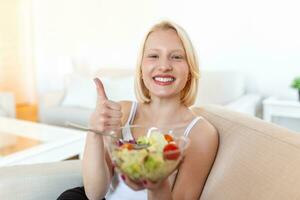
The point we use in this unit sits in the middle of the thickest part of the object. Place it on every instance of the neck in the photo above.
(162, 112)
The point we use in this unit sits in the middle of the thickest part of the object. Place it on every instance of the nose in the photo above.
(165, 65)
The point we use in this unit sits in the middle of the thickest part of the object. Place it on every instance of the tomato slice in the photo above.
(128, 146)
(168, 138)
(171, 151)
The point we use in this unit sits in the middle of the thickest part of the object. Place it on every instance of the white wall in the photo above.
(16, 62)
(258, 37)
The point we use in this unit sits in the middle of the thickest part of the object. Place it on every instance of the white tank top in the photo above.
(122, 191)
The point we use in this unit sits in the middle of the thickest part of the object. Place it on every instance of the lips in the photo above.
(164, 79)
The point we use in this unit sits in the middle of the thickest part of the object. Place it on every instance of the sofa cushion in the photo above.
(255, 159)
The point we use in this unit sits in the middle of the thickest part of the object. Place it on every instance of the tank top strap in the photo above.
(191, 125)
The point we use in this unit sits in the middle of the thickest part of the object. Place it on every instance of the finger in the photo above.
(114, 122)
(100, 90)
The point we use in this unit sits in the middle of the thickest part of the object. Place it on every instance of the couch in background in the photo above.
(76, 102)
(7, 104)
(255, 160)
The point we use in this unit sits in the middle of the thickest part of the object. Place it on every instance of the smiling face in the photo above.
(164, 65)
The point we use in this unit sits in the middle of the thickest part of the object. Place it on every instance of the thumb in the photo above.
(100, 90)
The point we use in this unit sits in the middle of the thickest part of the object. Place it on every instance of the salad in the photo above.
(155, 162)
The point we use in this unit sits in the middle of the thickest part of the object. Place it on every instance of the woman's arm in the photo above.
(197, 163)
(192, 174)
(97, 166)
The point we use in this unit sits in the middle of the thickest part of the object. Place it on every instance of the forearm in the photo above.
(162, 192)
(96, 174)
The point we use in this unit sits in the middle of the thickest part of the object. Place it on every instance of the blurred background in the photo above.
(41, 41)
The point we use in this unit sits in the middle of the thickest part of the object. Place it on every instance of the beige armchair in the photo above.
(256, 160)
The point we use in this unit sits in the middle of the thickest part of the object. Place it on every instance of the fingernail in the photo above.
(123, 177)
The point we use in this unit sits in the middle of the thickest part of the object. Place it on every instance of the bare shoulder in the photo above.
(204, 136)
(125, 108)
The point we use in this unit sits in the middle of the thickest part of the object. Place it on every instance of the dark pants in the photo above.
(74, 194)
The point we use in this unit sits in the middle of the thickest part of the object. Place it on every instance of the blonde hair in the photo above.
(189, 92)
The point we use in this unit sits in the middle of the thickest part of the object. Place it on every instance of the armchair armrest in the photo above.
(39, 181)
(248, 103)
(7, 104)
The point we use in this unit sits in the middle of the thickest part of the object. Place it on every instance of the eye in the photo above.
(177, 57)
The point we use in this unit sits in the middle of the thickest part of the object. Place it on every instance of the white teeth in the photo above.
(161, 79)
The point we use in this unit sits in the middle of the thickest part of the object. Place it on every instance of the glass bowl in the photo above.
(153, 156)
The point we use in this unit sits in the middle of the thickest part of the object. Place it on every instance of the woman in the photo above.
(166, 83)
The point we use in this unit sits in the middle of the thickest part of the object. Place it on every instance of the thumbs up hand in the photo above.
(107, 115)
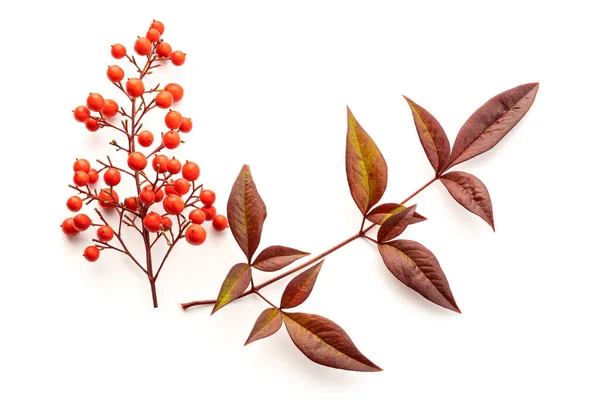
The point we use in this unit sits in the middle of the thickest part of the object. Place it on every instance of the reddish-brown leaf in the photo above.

----------

Required work
Can you rewrite every line of all the entries above as a Markdown table with two columns, Row for the row number and Line for the line itself? Skip blank lines and leave the pictures out.

Answer for the task
| Row | Line |
|---|---|
| 1 | The point we use in this unit sits in the middle of the thickest part of the object. Place it on every instance of the neck in the photo above. |
| 2 | (162, 112) |
| 3 | The point we use in this unit sits in the middle of the thickest part of the object. Place it on every instance of the nose in the photo above. |
| 4 | (165, 65) |
| 5 | The point we use in this unit sits in the middle of the thickest part of the object. Place it on every instance of the tomato slice in the photo above. |
| 6 | (128, 146) |
| 7 | (168, 138) |
| 8 | (171, 151) |
| 9 | The point we use in this unit sits in the middle of the thickest part of the object. Place it on every instance of the white wall in the photo above. |
| 10 | (16, 62) |
| 11 | (258, 37) |
| 12 | The point we use in this unit sits in the middle of the thickest part of the object. Place it on every instance of the white tank top in the photo above. |
| 13 | (122, 191) |
| 14 | The point we use in this unit sits in the middle of the thickest part of the object. Place it on every instance of the lips in the photo above. |
| 15 | (164, 79) |
| 16 | The point we use in this unit sits in the middle of the thickest part of the object. Place it on every instance of the sofa cushion in the photo above. |
| 17 | (255, 159) |
| 18 | The point we use in this unit sits in the middle of the thickest part of the object. Place it on every instance of the tank top strap in the photo above. |
| 19 | (191, 125) |
| 20 | The point we use in this unit sits in the middle of the thickest part of the object. Place it on every instance of the finger in the photo above. |
| 21 | (114, 122) |
| 22 | (100, 90) |
| 23 | The point we use in this unit sits in the middle of the thickest part of the object. Place it on every instance of the couch in background in the photo above. |
| 24 | (76, 102) |
| 25 | (7, 104) |
| 26 | (255, 160) |
| 27 | The point we use in this unit sits in the middle of the thickest part of the object. Place it on every instance of the smiling face in the photo above. |
| 28 | (164, 65) |
| 29 | The point we use in this unit sits in the middle of the thickest part of the object. Place it on every instance of the thumb in the photo above. |
| 30 | (100, 90) |
| 31 | The point we use in this unit sits in the middle of the thickest part of the object. Place it on every instance of the salad in the photo above. |
| 32 | (155, 162) |
| 33 | The point we use in this unit sits in the middle of the thickest part of the object. Place it on every instance of the woman's arm in the photo above. |
| 34 | (197, 163) |
| 35 | (192, 174) |
| 36 | (97, 166) |
| 37 | The point we use in this unit sits in the middle of the thickest part of the object. Place it on every instance of the forearm in the photo above. |
| 38 | (162, 192) |
| 39 | (96, 174) |
| 40 | The point we use in this unit sits in the middle of the thickest part of the object. Place it on every instance of the blurred background in the photo above. |
| 41 | (41, 41) |
| 42 | The point we use in this unit sits in the middle of the thickest part of the object. Place it on every instance of the beige armchair in the photo above. |
| 43 | (256, 160) |
| 44 | The point we use in this unit sits in the middle of the thickest part of the object. Place it on every instance of the fingernail in the photo above. |
| 45 | (123, 177) |
| 46 | The point we use in this unit sits in the middle of the thickest part of the object. Place it on every instance of the bare shoulder in the photo above. |
| 47 | (204, 136) |
| 48 | (125, 108) |
| 49 | The point we use in this unit sits in the middle of the thickest part of the object. Place it on every instance of the dark pants in the photo above. |
| 50 | (74, 194) |
| 51 | The point we use in this unit sits in the middle of the thickest part of the object. Place it on every instance of the blonde hair in the photo above. |
| 52 | (189, 92) |
| 53 | The point we use in this unit sits in the middle of the thickest part of the object. Place it on every instance of the armchair armrest in the photo above. |
| 54 | (39, 181) |
| 55 | (248, 103) |
| 56 | (7, 104) |
| 57 | The point we use in this unit sits in the middle of the thickest part of the object. Place it on every instance of the eye in the photo above. |
| 58 | (177, 57) |
| 59 | The point we use in this unit sits in the middle of the thickest part of the object. Place it on every instance of the white teeth in the photo above. |
| 60 | (161, 79) |
| 61 | The point we use in this unit sits in the middle of the thickest part of the object. Place it on every instance of the glass bowl in the photo above. |
| 62 | (153, 156) |
| 63 | The point we use in this unit sits in the middle of the thickest part of the object. Place it on every instance of the woman in the photo above. |
| 64 | (166, 83) |
| 65 | The point we use in this unit sits in the middle of the thickest part of the object. Place it on every instance of the thumbs up hand in the photo above. |
| 66 | (107, 115) |
| 67 | The point we use in this unit sits in the middle of the thickest part of the object. Place it on every instance of the reddish-brown leaf in the photo above. |